# DATA PROVIDED

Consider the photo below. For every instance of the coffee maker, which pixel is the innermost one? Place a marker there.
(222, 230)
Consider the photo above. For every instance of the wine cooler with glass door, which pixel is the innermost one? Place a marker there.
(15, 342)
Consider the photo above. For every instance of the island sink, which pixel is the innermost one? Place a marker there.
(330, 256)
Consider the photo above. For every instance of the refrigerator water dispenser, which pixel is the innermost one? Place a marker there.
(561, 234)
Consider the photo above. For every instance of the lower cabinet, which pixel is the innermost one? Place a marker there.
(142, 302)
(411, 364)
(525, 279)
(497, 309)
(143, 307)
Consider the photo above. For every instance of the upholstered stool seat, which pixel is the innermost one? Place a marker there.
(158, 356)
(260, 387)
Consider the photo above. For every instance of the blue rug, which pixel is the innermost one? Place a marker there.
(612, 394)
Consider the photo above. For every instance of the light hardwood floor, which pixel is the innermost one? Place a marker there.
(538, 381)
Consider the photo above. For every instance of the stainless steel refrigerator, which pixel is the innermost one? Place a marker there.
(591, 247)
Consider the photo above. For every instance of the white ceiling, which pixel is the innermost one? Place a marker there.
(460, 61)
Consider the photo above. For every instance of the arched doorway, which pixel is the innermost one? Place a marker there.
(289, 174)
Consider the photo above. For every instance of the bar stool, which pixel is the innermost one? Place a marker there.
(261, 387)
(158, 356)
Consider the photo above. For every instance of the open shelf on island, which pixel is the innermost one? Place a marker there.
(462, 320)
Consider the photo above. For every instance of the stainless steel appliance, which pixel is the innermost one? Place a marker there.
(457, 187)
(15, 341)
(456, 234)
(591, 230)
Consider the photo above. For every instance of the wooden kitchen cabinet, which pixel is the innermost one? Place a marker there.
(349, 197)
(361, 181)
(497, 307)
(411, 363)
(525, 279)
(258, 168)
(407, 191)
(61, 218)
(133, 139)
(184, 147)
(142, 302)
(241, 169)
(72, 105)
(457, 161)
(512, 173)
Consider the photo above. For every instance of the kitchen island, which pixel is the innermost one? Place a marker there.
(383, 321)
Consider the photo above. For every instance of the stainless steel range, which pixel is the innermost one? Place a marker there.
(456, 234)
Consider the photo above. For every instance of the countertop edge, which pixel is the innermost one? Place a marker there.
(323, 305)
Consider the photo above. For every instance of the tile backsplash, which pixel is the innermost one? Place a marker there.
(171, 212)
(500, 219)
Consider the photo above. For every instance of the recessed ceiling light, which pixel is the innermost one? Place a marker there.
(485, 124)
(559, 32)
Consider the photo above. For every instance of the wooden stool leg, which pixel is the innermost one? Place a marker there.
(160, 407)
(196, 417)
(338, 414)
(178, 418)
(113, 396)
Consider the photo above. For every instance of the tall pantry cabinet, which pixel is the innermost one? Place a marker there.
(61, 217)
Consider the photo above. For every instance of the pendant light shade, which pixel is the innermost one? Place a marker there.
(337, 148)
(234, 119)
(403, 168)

# AIM OF THE TASK
Word for word, copy out the records.

# TASK SOLUTION
Consider the photo below. For every instance of the coffee maker, which pixel is the innermost one? Place a marker there.
(222, 230)
Consider the photo above. For every instance of the wine cooler with glass door, which pixel is the innermost one? Place a marker there.
(15, 342)
Consider the photo above. For every instance of the island sink, which pixel is the innermost one? Place a marker there.
(330, 256)
Consider the photo above. For every instance of the refrigerator water dispenser, which pixel is the innermost one? Place a marker there.
(561, 234)
Consider the photo above. For every instance of the lower cabinet, which pixel is the innermost one? Place a marker there.
(142, 302)
(411, 364)
(525, 279)
(497, 309)
(143, 307)
Consider the photo above. For every instance of the upholstered stool seat, which pixel is the innermost one? Place a marker there.
(158, 356)
(260, 387)
Consider the photo above. For every instance of the blue rug, which pixel is the innermost one? Place a marker there.
(612, 394)
Consider the photo above. For every instance of the light hardwood floor, which pixel is the innermost one? Place a marker there.
(538, 381)
Consider the photo above. For every instance of the stainless steel refrigerator, which pixel is the innermost one? Place a marker there.
(591, 247)
Consider the photo above. For every instance of the white ceiling, which pixel is the innermost one? Place a marker there.
(460, 61)
Consider the photo above. For every instance of the arched doorway, which pixel is the innermost one? Place a marker there.
(289, 174)
Consider the photo above. For every instance of the bar stool, which pixel is the innermost one? Place a marker there.
(261, 387)
(158, 356)
Consider the photo above. For every instance of the open shelf on island, which pixel is the innermost one? Place a marker there.
(462, 320)
Consider the photo above. For every instance of the stainless steel appliance, which pixel is the innermost one? Place a marker there.
(457, 187)
(15, 341)
(456, 234)
(591, 230)
Consider the photo above. For every instance of the wooden kitchen cabinet, which pixel is the innermost one? Place a marker there.
(349, 197)
(361, 181)
(497, 307)
(411, 363)
(525, 279)
(258, 168)
(407, 191)
(61, 218)
(133, 139)
(184, 147)
(142, 302)
(241, 169)
(72, 105)
(457, 161)
(512, 173)
Consider the photo above. For every instance of the kitchen island, which pixel is the innermost one? Place a marker there.
(383, 321)
Consider the photo above. For every instance of the stainless steel range, which pixel is the innermost one? Place a marker there.
(456, 234)
Consider the photo above. For every instance of the countertop edge, which pixel is the innermost one? Place a marker there.
(323, 305)
Consider the photo above. For every instance of the tile backsplash, which pixel is the innermost one? Place a marker there.
(171, 212)
(500, 219)
Consider the photo above. For every instance of the recessed ceiling light, which pixel is the innermost one? Place a marker there.
(485, 124)
(559, 32)
Consider the photo above. For every instance of the wooden stool leg, which pixel is the innermost one? Place a marker there.
(160, 407)
(196, 417)
(338, 414)
(178, 418)
(113, 396)
Consider the photo above. For every instance of the tall pantry cabinet, which pixel is the innermost one? Place a marker there.
(61, 217)
Consider the photo above. For every instance of the pendant light shade, which pixel is the innermost one? Place a marker there.
(337, 148)
(234, 119)
(403, 168)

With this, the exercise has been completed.